WHAT YOU HAVE TO DO: Change "photo" to "image" in the lines below, beginning with the first line and stopping after the line that contains "M 13 172 L 0", and leave everything else unchanged. Give back only those lines, without the pictures.

[SUPPLIED ENTRIES start]

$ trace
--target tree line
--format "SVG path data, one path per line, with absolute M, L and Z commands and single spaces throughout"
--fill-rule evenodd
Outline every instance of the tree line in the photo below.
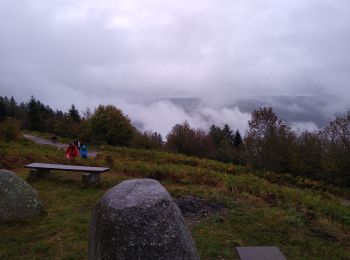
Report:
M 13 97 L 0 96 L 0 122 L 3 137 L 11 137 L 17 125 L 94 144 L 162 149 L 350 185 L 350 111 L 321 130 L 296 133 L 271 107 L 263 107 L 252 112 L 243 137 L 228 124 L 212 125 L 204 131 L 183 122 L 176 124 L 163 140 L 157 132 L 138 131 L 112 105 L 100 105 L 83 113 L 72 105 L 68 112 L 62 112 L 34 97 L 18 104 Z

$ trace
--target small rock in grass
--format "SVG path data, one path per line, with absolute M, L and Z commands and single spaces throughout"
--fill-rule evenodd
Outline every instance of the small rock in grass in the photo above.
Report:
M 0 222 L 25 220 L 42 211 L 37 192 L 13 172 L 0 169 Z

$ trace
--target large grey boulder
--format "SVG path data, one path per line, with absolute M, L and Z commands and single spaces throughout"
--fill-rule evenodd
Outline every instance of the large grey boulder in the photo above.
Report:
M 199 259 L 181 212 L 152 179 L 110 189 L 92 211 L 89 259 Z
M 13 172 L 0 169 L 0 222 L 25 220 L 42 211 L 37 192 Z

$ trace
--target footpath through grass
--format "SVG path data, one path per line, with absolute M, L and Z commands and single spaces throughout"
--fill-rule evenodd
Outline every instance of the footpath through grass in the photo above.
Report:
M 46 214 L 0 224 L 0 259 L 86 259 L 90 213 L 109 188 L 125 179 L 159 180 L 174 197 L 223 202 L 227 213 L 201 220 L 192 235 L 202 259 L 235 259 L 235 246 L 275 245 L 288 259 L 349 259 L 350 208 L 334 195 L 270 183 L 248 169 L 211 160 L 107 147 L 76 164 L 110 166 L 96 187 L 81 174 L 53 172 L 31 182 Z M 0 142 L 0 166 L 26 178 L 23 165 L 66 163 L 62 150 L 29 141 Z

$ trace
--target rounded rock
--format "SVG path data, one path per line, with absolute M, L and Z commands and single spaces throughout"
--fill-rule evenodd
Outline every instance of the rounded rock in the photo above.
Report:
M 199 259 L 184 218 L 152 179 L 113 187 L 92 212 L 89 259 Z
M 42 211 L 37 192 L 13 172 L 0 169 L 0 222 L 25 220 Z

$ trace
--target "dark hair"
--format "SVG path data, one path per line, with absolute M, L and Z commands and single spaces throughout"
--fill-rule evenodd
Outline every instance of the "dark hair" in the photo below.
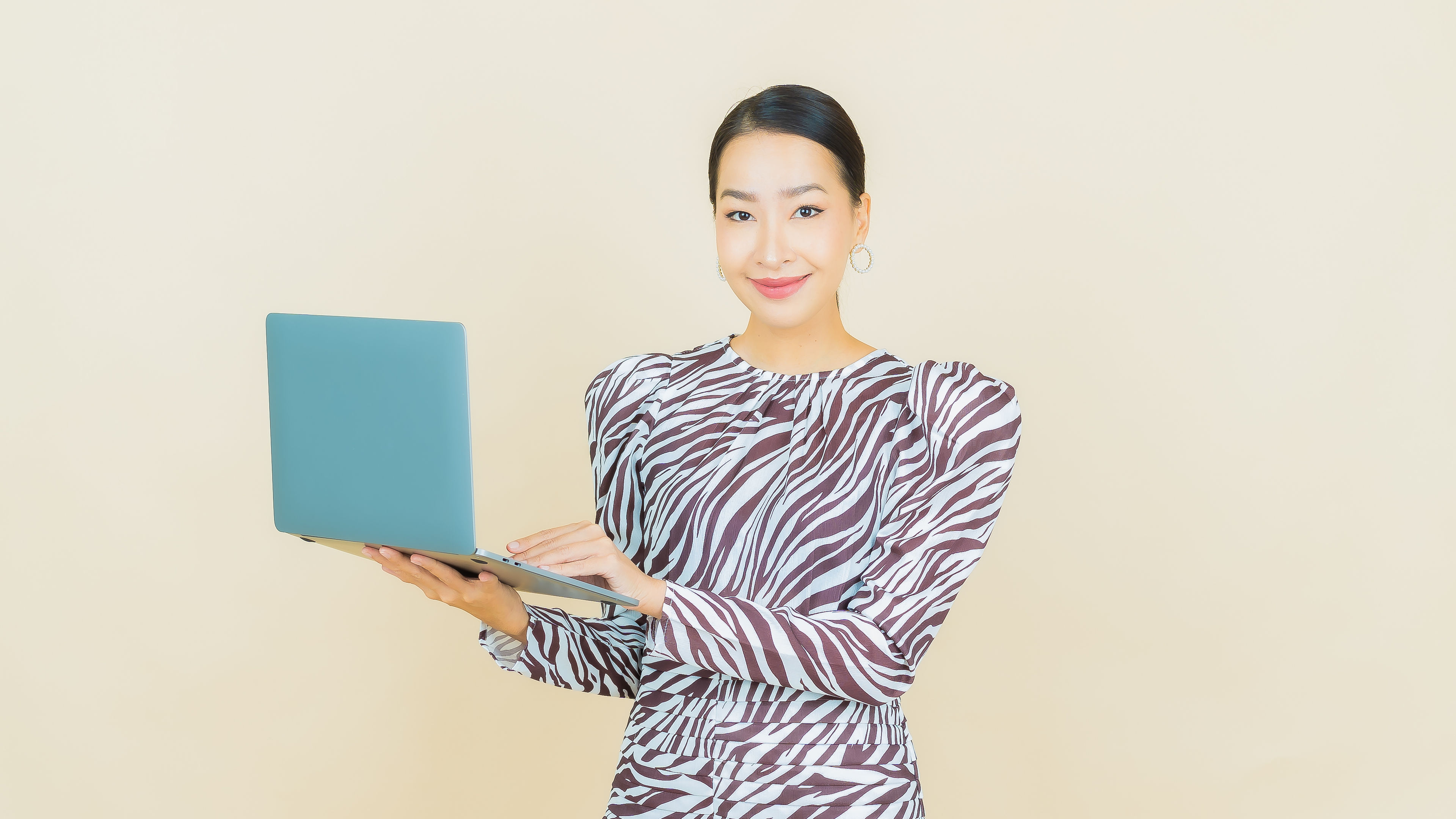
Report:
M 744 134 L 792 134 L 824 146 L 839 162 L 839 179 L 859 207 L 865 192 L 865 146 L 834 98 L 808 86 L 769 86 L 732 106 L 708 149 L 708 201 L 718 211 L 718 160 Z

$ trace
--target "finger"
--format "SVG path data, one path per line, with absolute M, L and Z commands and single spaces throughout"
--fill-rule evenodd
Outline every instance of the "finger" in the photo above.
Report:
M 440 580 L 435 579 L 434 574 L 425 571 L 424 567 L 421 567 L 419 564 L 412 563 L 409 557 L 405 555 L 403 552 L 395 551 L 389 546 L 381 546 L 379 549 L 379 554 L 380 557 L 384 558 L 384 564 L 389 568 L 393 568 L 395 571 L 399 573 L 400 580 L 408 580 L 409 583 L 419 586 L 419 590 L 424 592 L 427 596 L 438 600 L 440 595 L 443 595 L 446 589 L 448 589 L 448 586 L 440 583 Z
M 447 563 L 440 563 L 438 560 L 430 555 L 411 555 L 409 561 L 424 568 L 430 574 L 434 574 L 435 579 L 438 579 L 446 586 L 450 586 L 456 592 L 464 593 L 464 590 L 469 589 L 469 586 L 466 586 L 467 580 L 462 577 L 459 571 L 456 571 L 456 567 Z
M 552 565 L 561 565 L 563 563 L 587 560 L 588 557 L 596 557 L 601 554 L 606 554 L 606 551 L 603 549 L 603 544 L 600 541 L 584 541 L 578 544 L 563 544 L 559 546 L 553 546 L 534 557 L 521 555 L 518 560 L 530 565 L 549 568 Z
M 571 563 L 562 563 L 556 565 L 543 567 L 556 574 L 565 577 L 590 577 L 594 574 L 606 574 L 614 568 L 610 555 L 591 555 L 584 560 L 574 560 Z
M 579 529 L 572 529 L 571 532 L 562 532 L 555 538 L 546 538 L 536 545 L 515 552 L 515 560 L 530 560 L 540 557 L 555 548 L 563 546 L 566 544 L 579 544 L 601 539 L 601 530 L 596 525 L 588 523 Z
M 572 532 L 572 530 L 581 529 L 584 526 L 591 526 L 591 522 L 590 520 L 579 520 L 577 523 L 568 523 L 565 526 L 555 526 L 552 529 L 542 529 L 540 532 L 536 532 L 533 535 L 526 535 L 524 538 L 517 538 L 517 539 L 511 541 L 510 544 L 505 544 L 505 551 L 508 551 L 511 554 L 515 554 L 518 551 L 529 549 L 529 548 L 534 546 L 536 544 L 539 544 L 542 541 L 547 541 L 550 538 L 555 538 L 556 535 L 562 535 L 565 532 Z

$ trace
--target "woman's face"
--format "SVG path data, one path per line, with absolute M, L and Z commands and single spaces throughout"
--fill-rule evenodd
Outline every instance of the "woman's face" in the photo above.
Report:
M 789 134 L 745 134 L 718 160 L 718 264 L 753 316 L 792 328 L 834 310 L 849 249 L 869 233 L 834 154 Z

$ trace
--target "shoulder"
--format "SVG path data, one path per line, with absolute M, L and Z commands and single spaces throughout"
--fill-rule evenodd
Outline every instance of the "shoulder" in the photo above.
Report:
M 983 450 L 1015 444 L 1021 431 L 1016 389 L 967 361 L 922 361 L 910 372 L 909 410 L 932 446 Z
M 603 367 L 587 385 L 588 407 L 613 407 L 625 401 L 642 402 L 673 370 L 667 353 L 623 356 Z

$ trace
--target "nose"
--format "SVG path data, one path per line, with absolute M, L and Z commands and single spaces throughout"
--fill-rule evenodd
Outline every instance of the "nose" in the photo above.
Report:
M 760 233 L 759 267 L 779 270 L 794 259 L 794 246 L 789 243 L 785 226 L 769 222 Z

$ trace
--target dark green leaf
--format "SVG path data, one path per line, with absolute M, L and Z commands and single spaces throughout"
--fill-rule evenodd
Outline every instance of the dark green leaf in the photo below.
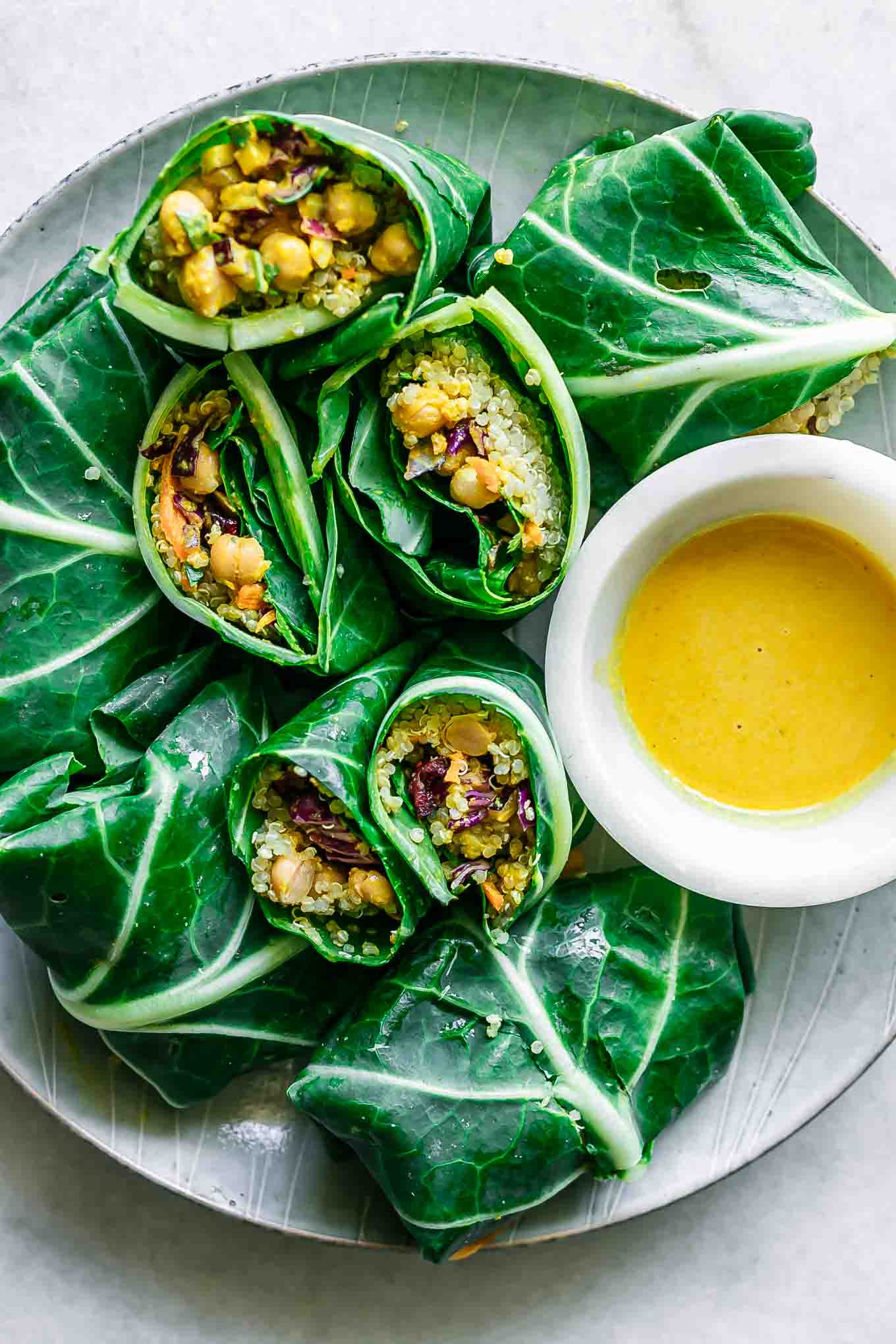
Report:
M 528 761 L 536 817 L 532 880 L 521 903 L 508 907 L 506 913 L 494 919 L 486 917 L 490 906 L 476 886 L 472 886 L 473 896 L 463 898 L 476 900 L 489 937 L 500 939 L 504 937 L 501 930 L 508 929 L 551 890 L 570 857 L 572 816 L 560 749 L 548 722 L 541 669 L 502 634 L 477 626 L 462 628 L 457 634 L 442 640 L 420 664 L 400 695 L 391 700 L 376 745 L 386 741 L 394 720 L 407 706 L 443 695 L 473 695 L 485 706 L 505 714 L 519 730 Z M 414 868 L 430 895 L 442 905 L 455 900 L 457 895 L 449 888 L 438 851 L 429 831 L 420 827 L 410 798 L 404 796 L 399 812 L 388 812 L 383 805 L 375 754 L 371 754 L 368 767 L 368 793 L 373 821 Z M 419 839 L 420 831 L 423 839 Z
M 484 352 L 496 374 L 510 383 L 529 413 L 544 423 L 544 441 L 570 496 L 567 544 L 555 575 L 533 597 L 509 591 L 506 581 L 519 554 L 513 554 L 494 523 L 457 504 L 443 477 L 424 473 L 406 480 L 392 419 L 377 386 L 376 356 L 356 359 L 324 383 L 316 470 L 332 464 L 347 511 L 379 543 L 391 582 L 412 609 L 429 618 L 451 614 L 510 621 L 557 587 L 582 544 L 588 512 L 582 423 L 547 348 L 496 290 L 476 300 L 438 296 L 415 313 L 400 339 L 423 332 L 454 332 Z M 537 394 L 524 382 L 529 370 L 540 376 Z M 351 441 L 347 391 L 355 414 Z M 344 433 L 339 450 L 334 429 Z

[SUPPLIED ENTRIES end]

RESULT FOR THIS TASK:
$ trace
--target tree line
--format "SVG path data, one path per line, with absolute M, L and Z commands and single spaces throughout"
--fill-rule evenodd
Outline every instance of the tree line in the image below.
Report:
M 13 97 L 0 96 L 0 122 L 3 137 L 11 137 L 17 125 L 94 144 L 162 149 L 350 185 L 350 111 L 321 130 L 296 133 L 271 107 L 263 107 L 252 112 L 243 137 L 228 124 L 212 125 L 204 131 L 183 122 L 176 124 L 163 140 L 157 132 L 138 131 L 112 105 L 100 105 L 83 113 L 72 105 L 68 112 L 62 112 L 34 97 L 18 104 Z

$ trace
--target small rock in grass
--format "SVG path data, one path per line, with absolute M, L and Z commands and single spaces throughout"
--fill-rule evenodd
Outline every instance of the small rock in grass in the image above.
Report:
M 0 222 L 25 220 L 42 211 L 37 192 L 13 172 L 0 169 Z

$ trace
--target large grey boulder
--format "SVG path data, one path per line, with absolute M, L and Z commands and single spaces throughout"
--fill-rule evenodd
Outline every instance of the large grey boulder in the image above.
Report:
M 199 259 L 181 212 L 152 179 L 110 189 L 92 211 L 89 259 Z
M 13 172 L 0 169 L 0 222 L 25 220 L 42 211 L 37 192 Z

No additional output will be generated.